Last week we stopped to give directions to a couple in the street, turned out they were from Northern Ireland, he'd just been offered a job in Malaga (don't know what kind) and they were looking for somewhere to buy. Sunday last, a couple arrived to stay at the house opposite ours in order to complete on a place they'd agreed to buy a few weeks ago. The day they left, another couple arrived who are also looking for a place. They've been looking at houses in small inland villages but have now decided they'd rather buy here instead and are in the process of arranging another trip over to view some properties. After they leave, there are two more lots of house hunters booked in for June (we know the owners of the house who emailed us from the States to let us know who'd be coming and going as they know we look out for anything amiss).

For every person who decides not to buy but to rent, there'll be another who wants to do the opposite. It's their choice, fair play to them.


----------



## mrypg9

Yes, renting is the best option for many...like us who sold all UK and overseas assets in 2008 and invested the capital from which we now pay the rent on a house we would not want to buy. 
Our landlord is excellent, any repairs we get done and deduct from rent, no problems whatsoever.
So no worries about forking out for expensive repairs, we have a secure contract for up to five years after which time we intend to move into a house owned by a friend...
We've had enough of property.
But our way wouldn't suit everyone. No one size fits all here. Viva Espana.
And as Lynn says, watching the £ rise against the euro is OK by us....


----------



## promethian

Lynn R said:


> It IS great to see sterling gaining against the Euro, I should imagine that benefits a large proportion of we Brits who live here. On a purely personal level I'm not bothered if Spanish houses prices continue to fall, I don't want to sell and the house costs very little to run. I bought it in 2003 and in 2006 somebody paid 65% more for a smaller house a few doors away (it was the buyer who told me the price, not the seller, we all know sellers don't always like to say how much they accepted!) so a drop in the "paper" value of around 50% doesn't upset me unduly. I'm not sure that prices will continue to fall,though, or at least in all areas. I hardly seem to be able to go out these days without falling over somebody who's looking for a house to buy.
> 
> Last week we stopped to give directions to a couple in the street, turned out they were from Northern Ireland, he'd just been offered a job in Malaga (don't know what kind) and they were looking for somewhere to buy. Sunday last, a couple arrived to stay at the house opposite ours in order to complete on a place they'd agreed to buy a few weeks ago. The day they left, another couple arrived who are also looking for a place. They've been looking at houses in small inland villages but have now decided they'd rather buy here instead and are in the process of arranging another trip over to view some properties. After they leave, there are two more lots of house hunters booked in for June (we know the owners of the house who emailed us from the States to let us know who'd be coming and going as they know we look out for anything amiss).

+===+

Reproduce the passage of the forum thread on renting versus buying property in Spain, starting with "Our landlord is" and going on through "OK by us....".

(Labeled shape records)
+===+

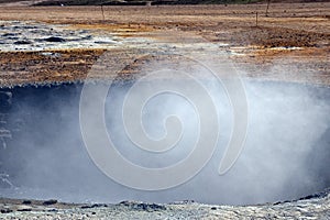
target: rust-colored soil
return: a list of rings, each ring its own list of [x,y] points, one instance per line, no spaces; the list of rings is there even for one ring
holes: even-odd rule
[[[239,51],[240,55],[231,57],[239,68],[248,69],[249,77],[330,85],[330,2],[271,4],[268,16],[265,9],[265,4],[105,7],[103,20],[100,7],[22,7],[0,8],[0,20],[69,24],[68,29],[111,32],[123,37],[179,30],[212,43],[229,44],[223,50]],[[80,80],[103,51],[61,53],[59,58],[38,52],[0,53],[0,84]],[[118,48],[113,55],[117,53]],[[272,72],[278,64],[298,70]]]

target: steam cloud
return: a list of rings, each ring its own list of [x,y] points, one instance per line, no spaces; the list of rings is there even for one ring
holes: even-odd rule
[[[219,176],[233,119],[221,85],[212,80],[204,84],[219,113],[217,151],[191,180],[162,191],[127,188],[94,165],[79,130],[81,85],[13,88],[8,118],[13,139],[0,158],[1,168],[16,188],[1,188],[1,196],[98,202],[193,199],[238,205],[295,199],[330,186],[330,88],[246,79],[246,143],[235,165]],[[180,118],[184,133],[170,151],[147,153],[134,146],[124,132],[121,107],[130,86],[114,85],[106,105],[107,127],[118,151],[145,167],[168,166],[187,156],[196,141],[198,121],[191,105],[172,94],[150,100],[142,116],[148,135],[164,135],[163,120],[173,113]],[[189,84],[183,81],[182,86]]]

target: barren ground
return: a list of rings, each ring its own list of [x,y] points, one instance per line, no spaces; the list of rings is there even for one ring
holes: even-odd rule
[[[97,35],[119,37],[123,43],[111,47],[64,48],[61,43],[41,50],[21,50],[1,45],[0,86],[52,84],[84,80],[92,64],[106,51],[122,61],[125,45],[139,38],[141,46],[151,42],[182,43],[182,31],[187,36],[201,36],[207,43],[226,51],[243,77],[268,80],[299,81],[330,85],[330,2],[272,4],[268,16],[265,4],[249,6],[167,6],[167,7],[0,7],[1,22],[41,22],[65,24],[66,30],[87,30]],[[256,12],[258,21],[256,25]],[[24,23],[23,23],[24,24]],[[4,24],[0,24],[0,30]],[[172,33],[172,34],[166,34]],[[173,34],[174,33],[174,34]],[[150,41],[145,41],[148,38]],[[189,41],[188,41],[189,42]],[[186,42],[187,43],[187,42]],[[194,44],[187,43],[194,48]],[[57,46],[57,47],[56,47]],[[162,51],[163,47],[157,47]],[[50,52],[50,56],[43,53]],[[130,57],[139,56],[139,52]],[[53,56],[57,55],[59,56]],[[147,57],[146,57],[147,59]],[[111,64],[110,64],[111,65]],[[276,65],[286,72],[274,70]],[[287,72],[289,69],[289,72]],[[127,69],[125,76],[134,72]],[[1,196],[1,195],[0,195]],[[81,208],[82,207],[82,208]],[[279,205],[230,207],[184,205],[121,205],[55,204],[42,201],[0,200],[0,218],[4,219],[109,219],[109,218],[329,218],[329,195]],[[7,213],[8,212],[8,213]],[[29,215],[28,215],[29,212]]]
[[[164,42],[170,32],[170,41],[182,43],[175,33],[183,31],[187,36],[219,44],[243,76],[329,85],[330,2],[274,3],[268,16],[265,9],[265,4],[105,7],[103,20],[100,7],[7,7],[0,8],[0,19],[66,24],[66,29],[88,30],[95,35],[110,33],[132,41],[146,37]],[[57,58],[45,58],[38,52],[2,50],[0,82],[6,87],[81,80],[103,50],[118,54],[120,61],[124,46],[46,50],[61,51],[63,55]],[[274,65],[284,66],[286,73],[274,72]]]

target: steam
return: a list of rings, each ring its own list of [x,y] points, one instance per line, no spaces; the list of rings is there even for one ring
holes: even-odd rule
[[[219,114],[218,147],[197,176],[162,191],[127,188],[95,166],[79,130],[81,85],[13,88],[7,119],[12,140],[0,158],[16,188],[1,188],[1,196],[76,202],[188,199],[238,205],[295,199],[330,186],[330,88],[245,79],[250,112],[246,143],[230,172],[219,176],[219,162],[233,125],[232,110],[221,85],[212,79],[202,84]],[[107,128],[118,151],[145,167],[168,166],[185,158],[198,132],[191,103],[166,92],[150,100],[142,112],[150,136],[160,139],[165,134],[163,120],[169,114],[180,118],[184,131],[174,148],[148,153],[134,146],[123,128],[121,108],[131,86],[113,85],[106,103]],[[189,87],[189,82],[183,80],[182,86]]]

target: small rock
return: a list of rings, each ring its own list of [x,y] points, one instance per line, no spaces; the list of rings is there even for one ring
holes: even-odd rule
[[[30,206],[18,206],[18,211],[32,211],[32,207]]]
[[[0,212],[1,213],[10,213],[10,212],[12,212],[12,210],[11,209],[0,209]]]
[[[24,201],[22,201],[22,204],[30,205],[30,204],[32,204],[32,201],[31,200],[24,200]]]
[[[56,199],[50,199],[50,200],[46,200],[43,202],[43,205],[45,205],[45,206],[50,206],[50,205],[54,205],[54,204],[57,204]]]
[[[44,38],[44,41],[46,42],[65,42],[64,38],[59,37],[59,36],[51,36],[51,37],[47,37],[47,38]]]
[[[15,45],[25,45],[25,44],[31,44],[30,41],[16,41],[14,42]]]

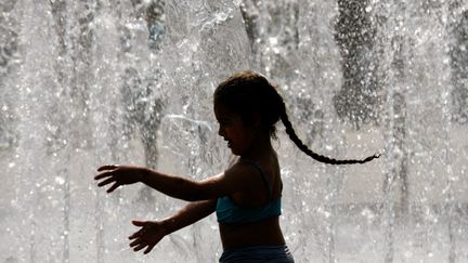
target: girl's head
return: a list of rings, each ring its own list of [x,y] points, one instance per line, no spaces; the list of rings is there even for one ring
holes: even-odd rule
[[[336,160],[309,149],[297,136],[286,114],[283,97],[276,88],[265,77],[250,70],[236,73],[218,86],[214,91],[214,107],[220,105],[238,115],[246,126],[259,121],[261,128],[273,137],[275,137],[276,131],[275,123],[282,120],[286,133],[296,146],[321,162],[330,165],[364,163],[379,157],[379,155],[374,155],[363,160]]]
[[[240,71],[218,86],[214,106],[223,105],[240,116],[245,124],[260,121],[261,128],[275,136],[275,123],[284,109],[283,98],[266,78],[253,71]]]

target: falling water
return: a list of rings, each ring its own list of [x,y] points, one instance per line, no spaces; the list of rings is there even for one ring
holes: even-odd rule
[[[134,253],[131,220],[185,202],[92,177],[134,163],[225,168],[212,91],[277,83],[311,160],[278,126],[281,223],[297,262],[468,260],[465,0],[0,2],[0,262],[216,262],[214,216]]]

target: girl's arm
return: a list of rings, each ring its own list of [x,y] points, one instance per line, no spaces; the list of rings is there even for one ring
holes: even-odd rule
[[[257,171],[250,167],[234,165],[224,173],[203,181],[174,176],[147,168],[132,166],[104,166],[94,179],[103,180],[98,186],[113,184],[107,192],[115,190],[120,185],[142,182],[168,196],[187,200],[208,200],[219,196],[240,192],[255,185]]]
[[[176,214],[162,221],[133,221],[133,225],[140,226],[141,229],[129,237],[129,239],[133,240],[130,244],[130,247],[132,247],[134,251],[140,251],[146,248],[144,253],[150,253],[162,237],[191,225],[214,212],[216,203],[216,199],[195,201],[188,203]]]

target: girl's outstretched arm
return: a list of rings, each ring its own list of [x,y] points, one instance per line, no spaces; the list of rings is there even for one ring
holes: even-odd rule
[[[209,200],[220,196],[236,193],[255,185],[256,177],[252,168],[234,165],[224,173],[203,181],[193,181],[187,177],[174,176],[143,167],[134,166],[104,166],[95,180],[102,180],[98,186],[110,185],[107,193],[120,185],[142,182],[152,188],[186,201]]]
[[[144,248],[147,254],[158,244],[162,237],[191,225],[216,210],[217,200],[194,201],[179,210],[176,214],[161,221],[133,221],[133,225],[140,226],[141,229],[129,236],[130,247],[134,251]]]

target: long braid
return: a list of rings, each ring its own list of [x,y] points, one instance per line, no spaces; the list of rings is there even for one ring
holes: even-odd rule
[[[354,160],[354,159],[347,159],[347,160],[337,160],[334,158],[329,158],[323,155],[318,155],[314,152],[312,152],[307,145],[304,145],[302,143],[302,141],[297,136],[296,131],[292,128],[291,122],[289,121],[289,118],[286,114],[286,106],[283,102],[283,98],[280,96],[278,94],[278,98],[281,100],[281,104],[280,104],[280,118],[283,122],[283,124],[286,128],[286,133],[289,135],[289,139],[296,144],[296,146],[302,150],[304,154],[307,154],[308,156],[312,157],[313,159],[320,161],[320,162],[324,162],[324,163],[329,163],[329,165],[353,165],[353,163],[365,163],[367,161],[370,161],[373,159],[379,158],[380,155],[379,154],[375,154],[373,156],[369,156],[365,159],[362,160]]]

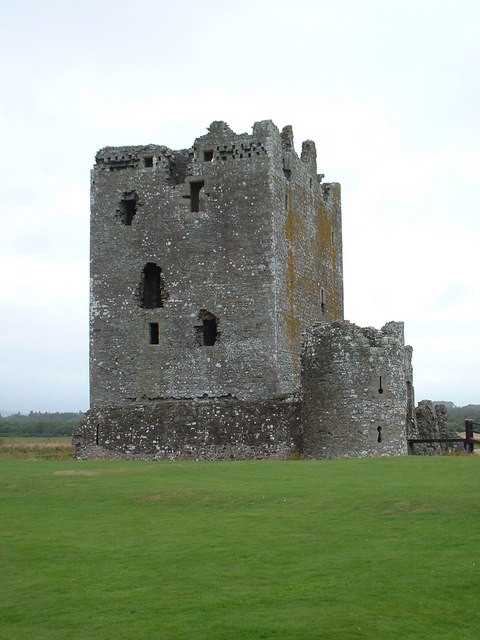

+===+

### [OUTPUT BELOW]
Our landlord is excellent, any repairs we get done and deduct from rent, no problems whatsoever.
So no worries about forking out for expensive repairs, we have a secure contract for up to five years after which time we intend to move into a house owned by a friend...
We've had enough of property.
But our way wouldn't suit everyone. No one size fits all here. Viva Espana.
And as Lynn says, watching the £ rise against the euro is OK by us....